> [SUPPLIED MATERIAL]:
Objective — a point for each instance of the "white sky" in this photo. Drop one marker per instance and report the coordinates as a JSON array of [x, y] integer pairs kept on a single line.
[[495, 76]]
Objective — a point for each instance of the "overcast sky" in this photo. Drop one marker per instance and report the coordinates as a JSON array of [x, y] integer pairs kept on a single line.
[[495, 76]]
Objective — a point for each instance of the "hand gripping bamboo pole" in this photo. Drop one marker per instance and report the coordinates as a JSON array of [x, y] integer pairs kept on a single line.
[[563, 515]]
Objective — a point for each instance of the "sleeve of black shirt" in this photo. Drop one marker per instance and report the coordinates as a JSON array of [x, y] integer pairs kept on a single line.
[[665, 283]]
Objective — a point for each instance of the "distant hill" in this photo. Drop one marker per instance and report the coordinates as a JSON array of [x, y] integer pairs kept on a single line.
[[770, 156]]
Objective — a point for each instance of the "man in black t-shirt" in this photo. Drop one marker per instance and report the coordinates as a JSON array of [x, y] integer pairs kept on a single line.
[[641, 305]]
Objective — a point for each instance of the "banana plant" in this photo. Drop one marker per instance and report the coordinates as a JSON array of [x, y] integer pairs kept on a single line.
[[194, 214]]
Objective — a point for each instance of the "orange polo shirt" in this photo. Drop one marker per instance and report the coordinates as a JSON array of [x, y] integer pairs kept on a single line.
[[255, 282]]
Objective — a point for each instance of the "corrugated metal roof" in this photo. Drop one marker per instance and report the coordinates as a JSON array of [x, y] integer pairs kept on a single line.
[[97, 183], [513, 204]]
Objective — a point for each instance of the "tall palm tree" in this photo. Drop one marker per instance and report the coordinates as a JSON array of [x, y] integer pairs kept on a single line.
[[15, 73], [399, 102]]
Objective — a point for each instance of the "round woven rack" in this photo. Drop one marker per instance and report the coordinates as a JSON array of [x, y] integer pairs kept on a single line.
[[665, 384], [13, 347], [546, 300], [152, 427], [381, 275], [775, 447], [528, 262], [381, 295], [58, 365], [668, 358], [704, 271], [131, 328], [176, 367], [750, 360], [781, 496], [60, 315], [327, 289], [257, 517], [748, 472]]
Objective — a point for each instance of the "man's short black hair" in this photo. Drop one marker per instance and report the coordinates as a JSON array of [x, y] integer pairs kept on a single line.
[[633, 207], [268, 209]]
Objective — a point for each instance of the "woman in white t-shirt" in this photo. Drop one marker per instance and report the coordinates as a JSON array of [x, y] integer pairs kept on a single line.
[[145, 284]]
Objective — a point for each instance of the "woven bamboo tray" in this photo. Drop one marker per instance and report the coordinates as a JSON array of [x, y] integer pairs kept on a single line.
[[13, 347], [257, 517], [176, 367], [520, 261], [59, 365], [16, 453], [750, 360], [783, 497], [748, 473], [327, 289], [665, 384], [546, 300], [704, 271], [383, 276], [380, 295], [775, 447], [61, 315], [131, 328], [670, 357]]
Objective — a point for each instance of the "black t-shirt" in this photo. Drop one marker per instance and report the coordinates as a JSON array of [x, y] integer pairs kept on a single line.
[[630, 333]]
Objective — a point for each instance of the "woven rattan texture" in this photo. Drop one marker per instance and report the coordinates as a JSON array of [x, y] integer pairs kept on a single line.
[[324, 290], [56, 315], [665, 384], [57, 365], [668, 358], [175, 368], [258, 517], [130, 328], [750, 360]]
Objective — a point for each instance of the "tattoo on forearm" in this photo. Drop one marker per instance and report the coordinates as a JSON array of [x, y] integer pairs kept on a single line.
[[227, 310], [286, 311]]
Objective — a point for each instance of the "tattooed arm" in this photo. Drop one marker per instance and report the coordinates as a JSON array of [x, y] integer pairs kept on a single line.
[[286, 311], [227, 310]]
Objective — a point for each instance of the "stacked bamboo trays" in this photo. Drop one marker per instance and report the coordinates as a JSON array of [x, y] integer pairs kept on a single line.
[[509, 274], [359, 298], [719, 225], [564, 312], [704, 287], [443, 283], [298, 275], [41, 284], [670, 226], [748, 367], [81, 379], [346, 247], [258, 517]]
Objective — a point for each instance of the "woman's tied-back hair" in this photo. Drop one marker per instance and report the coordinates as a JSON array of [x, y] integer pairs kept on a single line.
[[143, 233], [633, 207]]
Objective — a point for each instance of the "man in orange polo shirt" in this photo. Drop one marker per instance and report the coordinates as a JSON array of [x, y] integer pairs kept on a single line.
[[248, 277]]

> [WHAT YOU NEED TO DO]: Please lay out everything from the start of the data down to the line containing "[[255, 282]]", both included, as a Markdown table with a "Row" column numbering each line and a "Line" column holding it, leaving out blank lines.

> [THE OUTPUT]:
| Row | Line |
|---|---|
| 1 | Objective — a point for each instance of the "white sky" in this photo. Drop one marker per instance and report the coordinates as a JSON array of [x, y] integer pairs kept on a single line. |
| 2 | [[495, 76]] |
| 3 | Objective — a point for each instance of the "overcast sky" in this photo. Drop one marker per instance and report the coordinates as a JSON array of [x, y] integer pairs kept on a single line. |
| 4 | [[495, 76]] |
| 5 | Objective — a point for each instance of the "hand gripping bamboo pole" in this photo. Drop one marker per instance and report the coordinates as a JSON array of [x, y] integer pairs kept on a single line. |
| 6 | [[563, 515]] |
| 7 | Objective — a point for each instance of the "sleeve of black shirt" in this photo. Drop one marker per instance and report the coordinates as a JSON array of [x, y] integer pairs kept on a single line. |
| 8 | [[665, 283]] |
| 9 | Objective — a point for each instance of the "distant hill" in this photo. Drop one marker per instance and report the coordinates as a JSON array of [x, y] integer pairs kept on a single line. |
| 10 | [[770, 156]] |
| 11 | Objective — a point for each instance of the "man in black t-shirt" in this photo. Drop one marker per instance and report the coordinates as a JSON array of [x, y] integer pairs kept on a single line. |
| 12 | [[641, 305]] |
| 13 | Objective — a point for each instance of the "banana plant" in this photo. Drop one marker per instance and report the coordinates as a JSON array of [x, y] integer pairs kept on a single line. |
| 14 | [[194, 214]] |
| 15 | Objective — a point for each instance of the "orange polo shirt" in this photo. Drop one marker per instance and report the coordinates as a JSON array of [x, y] integer pairs kept on a single line. |
| 16 | [[255, 282]] |